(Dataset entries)
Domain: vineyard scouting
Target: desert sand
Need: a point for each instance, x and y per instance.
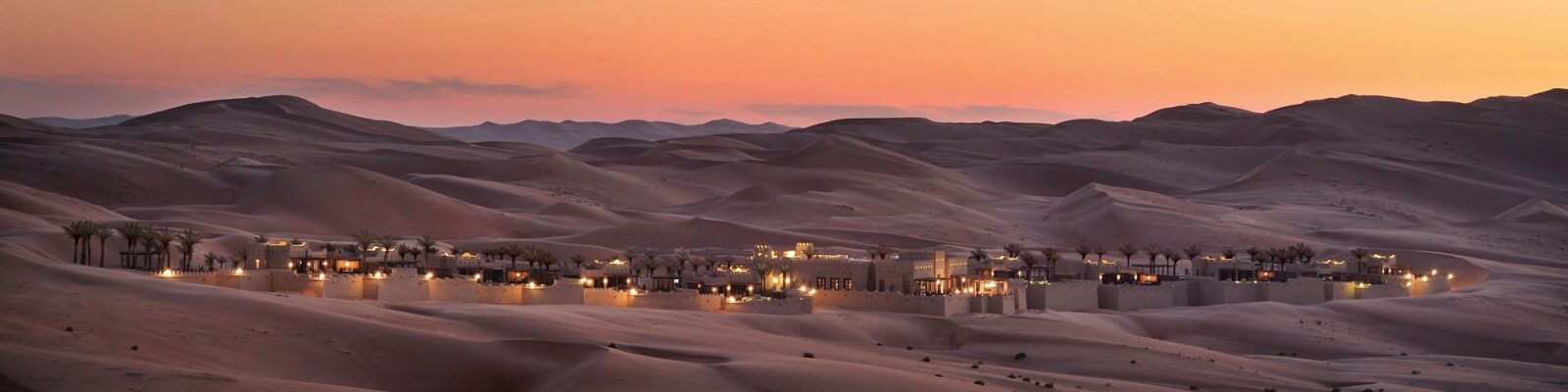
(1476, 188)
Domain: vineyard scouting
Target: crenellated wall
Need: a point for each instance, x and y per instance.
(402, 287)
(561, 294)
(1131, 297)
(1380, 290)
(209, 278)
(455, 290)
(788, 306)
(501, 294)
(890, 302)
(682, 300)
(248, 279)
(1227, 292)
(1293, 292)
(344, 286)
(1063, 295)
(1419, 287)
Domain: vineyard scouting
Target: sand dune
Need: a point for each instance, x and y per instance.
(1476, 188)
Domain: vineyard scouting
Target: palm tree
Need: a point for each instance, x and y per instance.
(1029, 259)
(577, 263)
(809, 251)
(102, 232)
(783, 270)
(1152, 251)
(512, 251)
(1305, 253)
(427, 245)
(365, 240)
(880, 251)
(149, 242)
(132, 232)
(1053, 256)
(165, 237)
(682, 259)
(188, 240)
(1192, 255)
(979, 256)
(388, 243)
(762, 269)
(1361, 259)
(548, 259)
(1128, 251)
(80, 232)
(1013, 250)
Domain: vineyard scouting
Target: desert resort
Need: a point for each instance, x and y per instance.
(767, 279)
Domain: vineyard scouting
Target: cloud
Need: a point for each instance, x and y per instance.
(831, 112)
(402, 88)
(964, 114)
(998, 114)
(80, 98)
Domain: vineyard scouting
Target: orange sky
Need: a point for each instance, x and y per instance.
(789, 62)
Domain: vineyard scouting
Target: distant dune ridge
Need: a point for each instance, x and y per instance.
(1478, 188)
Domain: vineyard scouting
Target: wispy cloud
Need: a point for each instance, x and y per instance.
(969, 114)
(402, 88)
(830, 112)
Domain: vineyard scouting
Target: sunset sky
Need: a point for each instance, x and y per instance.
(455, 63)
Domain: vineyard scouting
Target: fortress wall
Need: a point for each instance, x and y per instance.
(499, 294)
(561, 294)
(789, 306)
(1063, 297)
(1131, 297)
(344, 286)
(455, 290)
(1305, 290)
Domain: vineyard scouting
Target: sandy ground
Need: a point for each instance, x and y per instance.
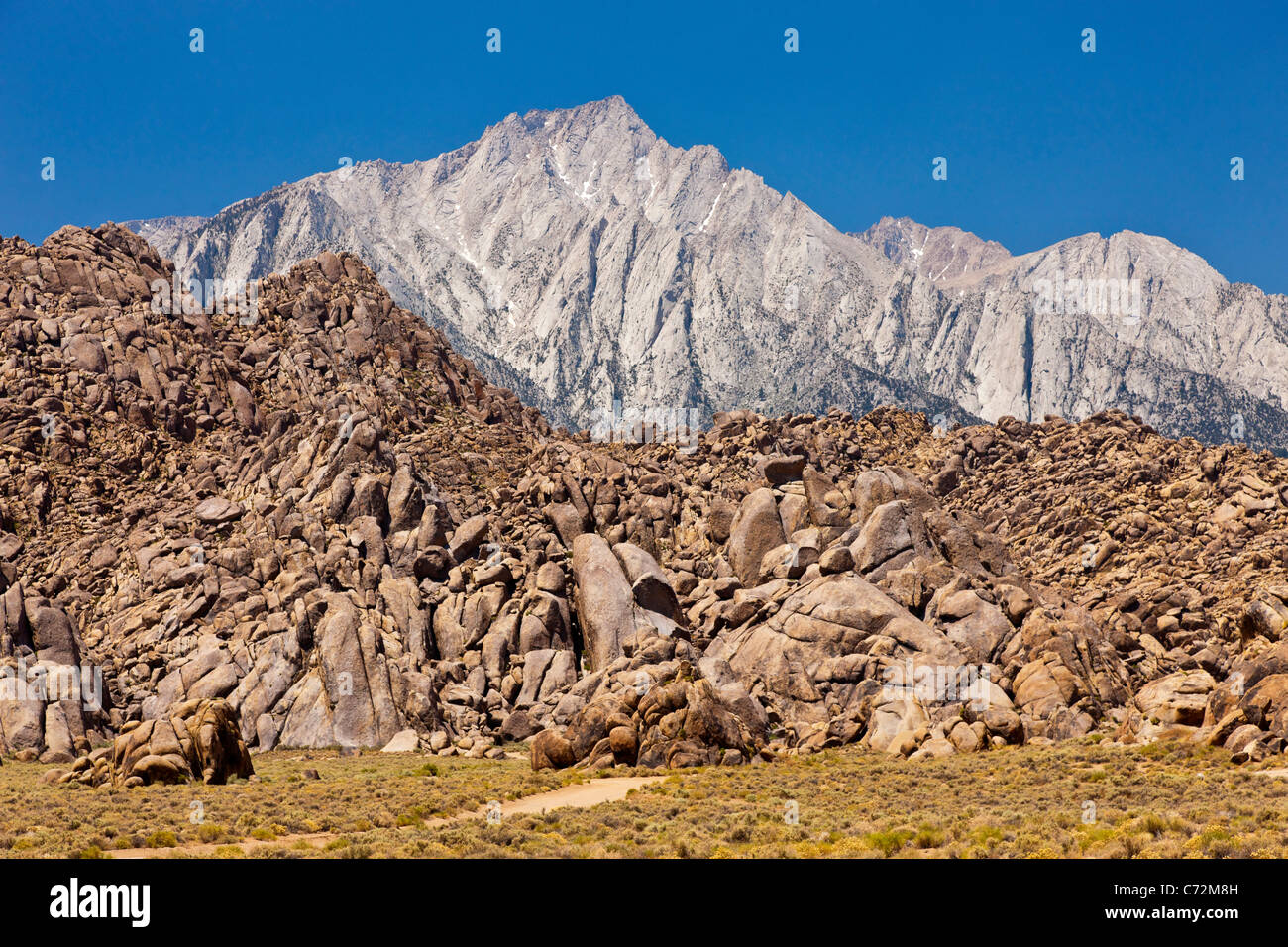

**Prompt**
Repeat, with no pictures, every line from the top of the entries above through the line that has "Target: fortress wall", keeping each one exact.

**Worked solution**
Domain: vineyard scouting
Target: desert sand
Need: a point for each instance, x and y per instance.
(1476, 188)
Domain: vineyard scouting
Target: crenellated wall
Need: a point for each instance, x and y per instance.
(402, 287)
(561, 294)
(1131, 297)
(1380, 290)
(209, 278)
(455, 290)
(788, 306)
(501, 294)
(890, 302)
(682, 300)
(248, 279)
(1227, 292)
(1293, 292)
(344, 286)
(1063, 295)
(1419, 287)
Domain: vineyard scouting
Target: sand dune
Need: a point for each instance, x and y per instance.
(1476, 188)
Domain: vineyard scouting
Target: palm tree
Need: a point for each instance, x and y per instance.
(1029, 259)
(577, 263)
(809, 251)
(102, 232)
(783, 270)
(1152, 251)
(512, 251)
(1305, 253)
(427, 245)
(365, 240)
(880, 251)
(149, 242)
(132, 232)
(1053, 256)
(165, 237)
(682, 259)
(188, 240)
(1192, 255)
(979, 256)
(388, 243)
(762, 269)
(1361, 259)
(548, 259)
(1128, 251)
(80, 232)
(1013, 250)
Domain: vineyard scouting
Target: desert resort
Need: a point for each instance, x and y per instance.
(767, 279)
Domain: vineyard scouting
Target: cloud
Need: a point for each instance, x and y per instance.
(831, 112)
(402, 88)
(964, 114)
(998, 114)
(80, 98)
Domain: vineyard scouting
Target: orange sky
Need: a point for each instance, x and y per instance.
(789, 62)
Domain: vineyard scouting
Target: distant dune ridge
Need: a point for each instance, x and y per instance.
(1478, 188)
Domain: vineyard scouting
Target: wispy cloud
Need: a point for each instance, x and y per instance.
(969, 114)
(402, 88)
(830, 112)
Domain: vineyard scouting
Target: sunset sky
Need: a point for each instance, x and y per instance.
(455, 63)
Domain: vineyard scouting
Target: fortress wall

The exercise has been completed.